▸ Goal:
Update the part that opens with the line containing "Exercise. Indicate the roof" and closes with the line containing "x=657, y=810" by writing it out again with "roof vent" changed to "chimney cap" and everything else left as it is.

(Named-object pointing records)
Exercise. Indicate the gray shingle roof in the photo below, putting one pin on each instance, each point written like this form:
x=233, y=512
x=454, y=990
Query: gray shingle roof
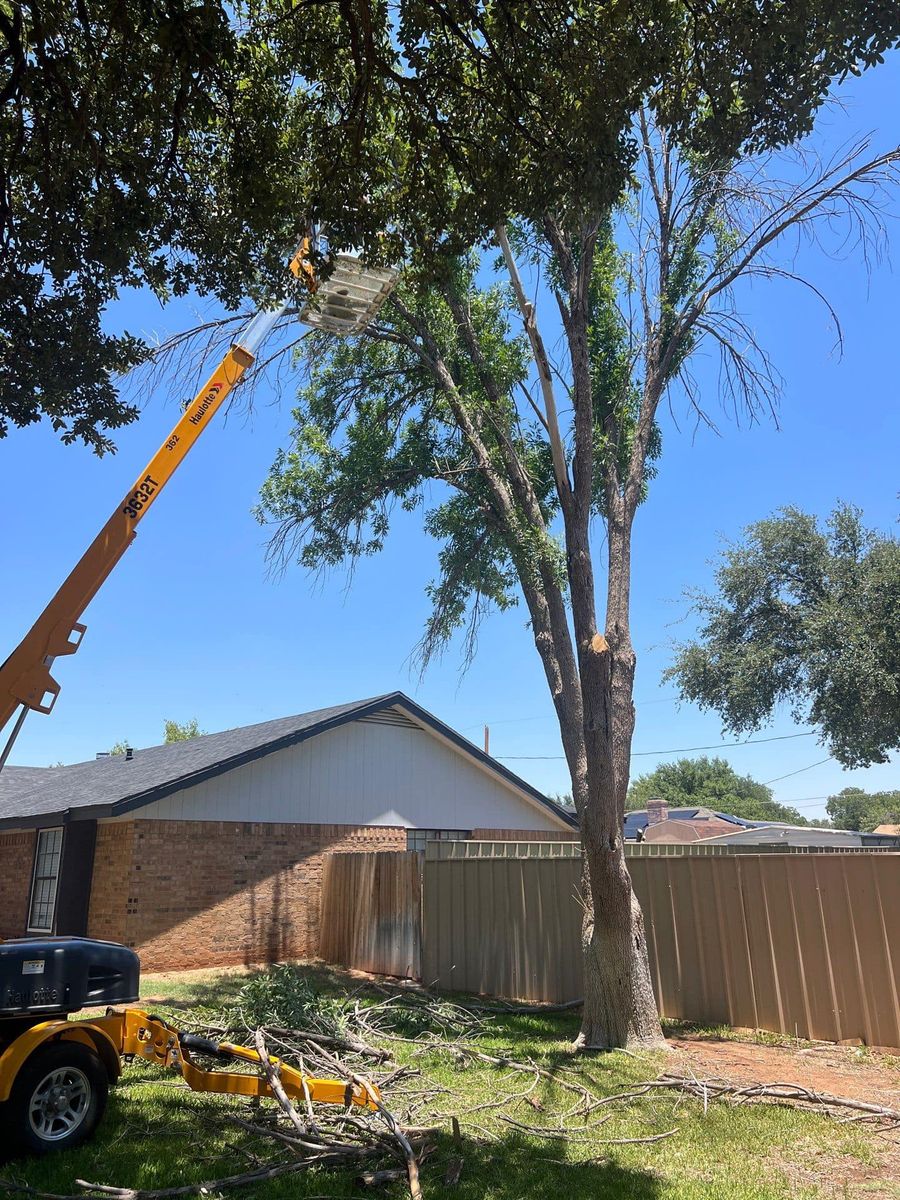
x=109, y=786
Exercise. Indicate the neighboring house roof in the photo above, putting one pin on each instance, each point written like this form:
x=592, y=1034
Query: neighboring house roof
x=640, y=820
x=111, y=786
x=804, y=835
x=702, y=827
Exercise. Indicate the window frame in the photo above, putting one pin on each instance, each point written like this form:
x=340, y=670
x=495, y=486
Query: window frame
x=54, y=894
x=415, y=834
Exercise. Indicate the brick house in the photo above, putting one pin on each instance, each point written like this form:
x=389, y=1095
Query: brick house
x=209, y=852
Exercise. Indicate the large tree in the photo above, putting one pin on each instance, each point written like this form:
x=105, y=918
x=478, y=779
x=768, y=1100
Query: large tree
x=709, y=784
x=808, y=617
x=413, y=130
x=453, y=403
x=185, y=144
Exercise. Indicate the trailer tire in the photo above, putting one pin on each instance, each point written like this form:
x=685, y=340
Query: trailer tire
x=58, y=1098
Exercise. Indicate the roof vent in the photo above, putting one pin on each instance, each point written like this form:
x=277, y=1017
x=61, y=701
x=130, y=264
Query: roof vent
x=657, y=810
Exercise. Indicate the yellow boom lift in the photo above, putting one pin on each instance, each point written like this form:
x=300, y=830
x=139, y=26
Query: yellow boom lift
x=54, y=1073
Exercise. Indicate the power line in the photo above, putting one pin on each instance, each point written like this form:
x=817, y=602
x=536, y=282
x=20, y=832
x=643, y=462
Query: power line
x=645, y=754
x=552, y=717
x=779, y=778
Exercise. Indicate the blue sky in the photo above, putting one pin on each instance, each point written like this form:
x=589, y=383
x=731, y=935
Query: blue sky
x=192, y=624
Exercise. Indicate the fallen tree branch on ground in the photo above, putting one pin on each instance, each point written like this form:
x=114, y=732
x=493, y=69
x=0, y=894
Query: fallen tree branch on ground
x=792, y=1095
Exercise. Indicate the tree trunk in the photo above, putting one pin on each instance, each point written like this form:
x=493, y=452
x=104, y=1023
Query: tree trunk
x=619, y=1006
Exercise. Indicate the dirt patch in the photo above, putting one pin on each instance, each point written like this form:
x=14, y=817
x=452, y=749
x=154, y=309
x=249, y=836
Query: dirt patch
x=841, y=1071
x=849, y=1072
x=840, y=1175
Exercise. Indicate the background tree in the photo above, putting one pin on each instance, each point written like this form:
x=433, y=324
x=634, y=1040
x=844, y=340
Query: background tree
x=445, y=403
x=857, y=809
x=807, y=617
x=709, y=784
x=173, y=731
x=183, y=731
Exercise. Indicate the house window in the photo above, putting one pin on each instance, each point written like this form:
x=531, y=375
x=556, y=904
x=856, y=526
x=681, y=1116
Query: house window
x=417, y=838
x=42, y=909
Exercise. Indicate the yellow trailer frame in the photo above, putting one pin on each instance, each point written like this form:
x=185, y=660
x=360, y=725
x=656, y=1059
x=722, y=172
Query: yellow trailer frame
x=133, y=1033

▸ Response below:
Exercise. Indicate the chimney cap in the photo above, putting one pin on each instance, each point written like this form:
x=277, y=1017
x=61, y=701
x=130, y=264
Query: chimney cap
x=657, y=810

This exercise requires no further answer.